Dans le nid d’un Pulitzer :
entretien avec Hernán Diaz
par Steven Sampson30 août 2023
Trust, de Hernán Diaz, vient d’être traduit en français. Lauréat du prix Pulitzer 2023, c’est le deuxième succès pour l’auteur, dont le premier roman (Au loin, traduit par Christine Barbaste, La Croisée, 2018) fut finaliste pour le même prix. Né en Argentine et éditeur à l’université de Columbia du journal Revista Hispanica Moderna, il est spécialiste de Borges. Son nouveau roman, quatre « documents » écrits par quatre personnages, s’inscrit dans le sillage du maître. EaN a pu s’entretenir avec l’auteur anglophone lors de son passage à Paris, où il a évoqué sa vision de la littérature américaine, sa dette envers Borges et son amour de la langue anglaise.
Hernán Diaz | Trust. Trad. de l’anglais (États-Unis) par Nicholas Richard. L’Olivier, 400 p., 23,50 €
La structure de Trust est biscornue.
Il se divise en quatre « documents » rédigés par quatre auteurs fictifs dans quatre genres divers à quatre moments distincts de l’Histoire. Le premier est une fiction de quelque cent soixante pages, écrite dans un registre un brin décadent à la Henry James ou à la Edith Wharton. Ce roman dans le roman raconte l’ascension de l’un des plus riches couples sur terre, leur relation, les pratiques commerciales du mari. Il se clôt de manière problématique. Ensuite, on change de vitesse et on est confronté à une mémoire fragmentaire, il s’agit d’un document historique écrit par un grand financier, au fur et à mesure de la lecture on comprend que c’est l’homme « réel » derrière la fiction de la première partie. Mécontent de son portrait, il cherche à remettre les pendules à l’heure. Ces deux premiers volets datent des années 1930. Le troisième document est le plus long, il s’intitule Un Mémoire, Remémoré, écrit par Ida Partenza, devenue la grande dame des lettres américaines à New York dans les années 1980. Elle se remémore sa vie, jeune elle avait été la secrétaire de l’auteur du deuxième document ; la structure en poupées russes de mon livre commence à prendre forme. Ida fait des recherches d’archives : les papiers privés du financier et de son épouse ont récemment été ouverts au public. Là-dedans, elle tombe sur le journal intime de l’épouse, qui sera la quatrième partie de mon roman. Mon objectif, c’est d’encourager le lecteur à réfléchir sur l’articulation de ces sections.
Pourrait-on considérer ce texte comme « postmoderne » ?
On applique ce terme à une certaine catégorie de fiction américaine, à partir d’auteurs comme John Barth, Thomas Pynchon et peut-être Don DeLillo, une école qui va jusqu’à David Foster Wallace, lequel marque peut-être sa fin. Je récuse les implications téléologiques d’une telle étiquette, l’idée qu’il existe un vecteur historique ainsi qu’une évolution. De plus, je considère ce terme comme paresseux, dans la mesure où il se réfère à une littérature qui abonde en références à la tradition et à d’autres romans, et qui entre en conversation avec d’autres écrivains, en s’en faisant l’écho à travers des citations et des références. Chose que la littérature a toujours faite. Même si cette étiquette était pertinente, ce qui n’est pas le cas, son moment historique est passé depuis quelques décennies.

[Consignes et exigences] Reproduisez à l'identique le passage de l'entretien avec Hernán Diaz qui commence par « Dans le nid » et se termine par « Trust est biscornue. ».

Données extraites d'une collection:
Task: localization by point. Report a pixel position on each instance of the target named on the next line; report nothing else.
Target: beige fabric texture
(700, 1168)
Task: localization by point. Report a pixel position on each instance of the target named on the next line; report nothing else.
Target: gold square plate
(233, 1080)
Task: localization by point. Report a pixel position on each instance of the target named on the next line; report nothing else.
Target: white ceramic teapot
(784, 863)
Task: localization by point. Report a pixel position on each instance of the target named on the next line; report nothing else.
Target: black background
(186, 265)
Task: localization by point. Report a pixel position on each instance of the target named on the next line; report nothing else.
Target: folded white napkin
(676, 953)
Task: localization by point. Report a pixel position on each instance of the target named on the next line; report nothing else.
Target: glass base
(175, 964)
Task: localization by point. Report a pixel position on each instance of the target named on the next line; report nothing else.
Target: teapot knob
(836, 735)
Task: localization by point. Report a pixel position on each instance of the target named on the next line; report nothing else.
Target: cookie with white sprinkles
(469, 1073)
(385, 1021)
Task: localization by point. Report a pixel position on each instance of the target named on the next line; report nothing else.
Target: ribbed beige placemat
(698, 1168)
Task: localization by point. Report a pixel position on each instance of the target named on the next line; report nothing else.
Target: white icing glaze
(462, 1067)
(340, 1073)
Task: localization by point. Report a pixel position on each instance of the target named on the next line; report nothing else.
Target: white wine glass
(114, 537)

...

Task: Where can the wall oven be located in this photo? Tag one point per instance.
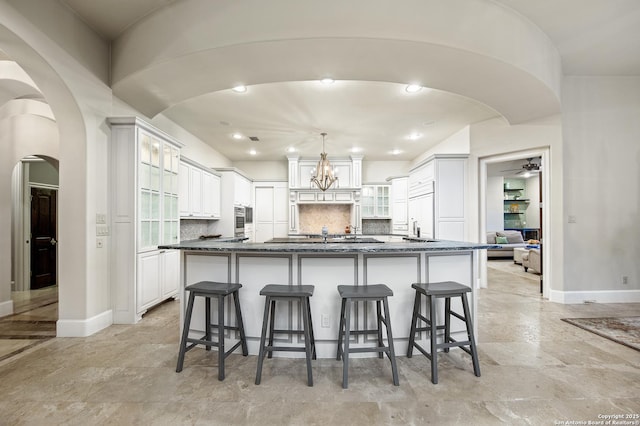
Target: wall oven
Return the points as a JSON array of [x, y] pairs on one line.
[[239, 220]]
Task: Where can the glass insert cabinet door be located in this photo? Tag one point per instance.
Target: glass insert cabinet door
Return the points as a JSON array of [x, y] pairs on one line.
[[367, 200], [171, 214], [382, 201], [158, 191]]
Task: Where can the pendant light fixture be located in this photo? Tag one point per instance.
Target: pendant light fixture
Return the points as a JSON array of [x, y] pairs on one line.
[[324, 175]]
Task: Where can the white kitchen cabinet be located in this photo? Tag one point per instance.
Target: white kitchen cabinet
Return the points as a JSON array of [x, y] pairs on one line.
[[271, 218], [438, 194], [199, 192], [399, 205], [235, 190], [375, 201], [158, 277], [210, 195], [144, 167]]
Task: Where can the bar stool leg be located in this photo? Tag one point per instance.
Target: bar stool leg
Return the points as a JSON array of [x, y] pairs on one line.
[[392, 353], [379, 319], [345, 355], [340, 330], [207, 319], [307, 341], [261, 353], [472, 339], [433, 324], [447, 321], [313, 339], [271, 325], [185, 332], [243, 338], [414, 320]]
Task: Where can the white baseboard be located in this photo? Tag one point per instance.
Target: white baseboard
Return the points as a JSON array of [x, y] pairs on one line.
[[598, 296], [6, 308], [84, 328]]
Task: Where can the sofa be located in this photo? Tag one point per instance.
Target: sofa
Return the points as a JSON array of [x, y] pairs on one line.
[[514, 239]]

[Réponse attendue]
Dans le nid d’un Pulitzer :
entretien avec Hernán Diaz
par Steven Sampson30 août 2023
Trust, de Hernán Diaz, vient d’être traduit en français. Lauréat du prix Pulitzer 2023, c’est le deuxième succès pour l’auteur, dont le premier roman (Au loin, traduit par Christine Barbaste, La Croisée, 2018) fut finaliste pour le même prix. Né en Argentine et éditeur à l’université de Columbia du journal Revista Hispanica Moderna, il est spécialiste de Borges. Son nouveau roman, quatre « documents » écrits par quatre personnages, s’inscrit dans le sillage du maître. EaN a pu s’entretenir avec l’auteur anglophone lors de son passage à Paris, où il a évoqué sa vision de la littérature américaine, sa dette envers Borges et son amour de la langue anglaise.
Hernán Diaz | Trust. Trad. de l’anglais (États-Unis) par Nicholas Richard. L’Olivier, 400 p., 23,50 €
La structure de Trust est biscornue.